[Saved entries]
· · · ·

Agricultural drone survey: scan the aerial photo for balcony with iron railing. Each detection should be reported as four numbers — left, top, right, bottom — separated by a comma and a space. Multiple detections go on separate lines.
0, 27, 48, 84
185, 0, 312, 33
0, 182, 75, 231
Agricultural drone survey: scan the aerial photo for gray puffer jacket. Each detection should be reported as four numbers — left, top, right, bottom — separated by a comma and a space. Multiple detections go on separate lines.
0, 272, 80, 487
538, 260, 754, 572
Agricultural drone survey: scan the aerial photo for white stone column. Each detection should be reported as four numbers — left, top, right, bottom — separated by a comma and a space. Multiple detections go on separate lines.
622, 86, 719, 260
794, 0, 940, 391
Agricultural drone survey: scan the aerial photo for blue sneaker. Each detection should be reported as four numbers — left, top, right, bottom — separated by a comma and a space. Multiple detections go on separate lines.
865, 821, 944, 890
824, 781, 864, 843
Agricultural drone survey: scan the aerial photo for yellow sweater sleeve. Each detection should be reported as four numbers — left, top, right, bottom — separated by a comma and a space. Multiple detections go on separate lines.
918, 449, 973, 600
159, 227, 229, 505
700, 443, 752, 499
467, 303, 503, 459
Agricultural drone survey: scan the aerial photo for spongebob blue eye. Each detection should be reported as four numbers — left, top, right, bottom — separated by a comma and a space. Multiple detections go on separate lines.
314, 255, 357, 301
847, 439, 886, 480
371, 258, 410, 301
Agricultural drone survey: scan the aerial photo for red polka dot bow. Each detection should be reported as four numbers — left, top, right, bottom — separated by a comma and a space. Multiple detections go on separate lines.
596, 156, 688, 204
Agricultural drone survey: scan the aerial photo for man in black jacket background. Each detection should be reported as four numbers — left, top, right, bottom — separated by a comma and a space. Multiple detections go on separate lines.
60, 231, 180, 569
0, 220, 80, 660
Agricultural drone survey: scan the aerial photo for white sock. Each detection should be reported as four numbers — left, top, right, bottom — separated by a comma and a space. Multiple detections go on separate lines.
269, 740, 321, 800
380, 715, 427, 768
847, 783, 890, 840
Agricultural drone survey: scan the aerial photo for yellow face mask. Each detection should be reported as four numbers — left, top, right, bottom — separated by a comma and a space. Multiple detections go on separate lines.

· · · ·

WHAT YOU NEED TO DO:
Return the lines of the records verbatim, starting at the line that contains "Agricultural drone survey: scan the aerial photo for spongebob" and stopping after the line that contains "0, 220, 80, 660".

SOLVED PROBLEM:
Agricultural drone survey: scan the aerial photo for spongebob blue eye. Each detection should be reported as four numbers — left, top, right, bottom — separated by a comma and a space. Multiple detections go on separate lines.
314, 255, 357, 301
847, 439, 886, 480
371, 258, 410, 301
Agricultural drone survey: scan the aerial photo for red polka dot bow. Each detection should be reported as four numbers — left, top, right, bottom — separated by a comma and a space. Multiple detections go on separate lines.
596, 156, 688, 204
Agricultural drone survey: scan the aerial photo for man in black jacket background. Each detection should be reported as four numbers — left, top, right, bottom — separated by a comma and a space. Multiple detections go on separate lines.
60, 231, 180, 569
0, 220, 80, 660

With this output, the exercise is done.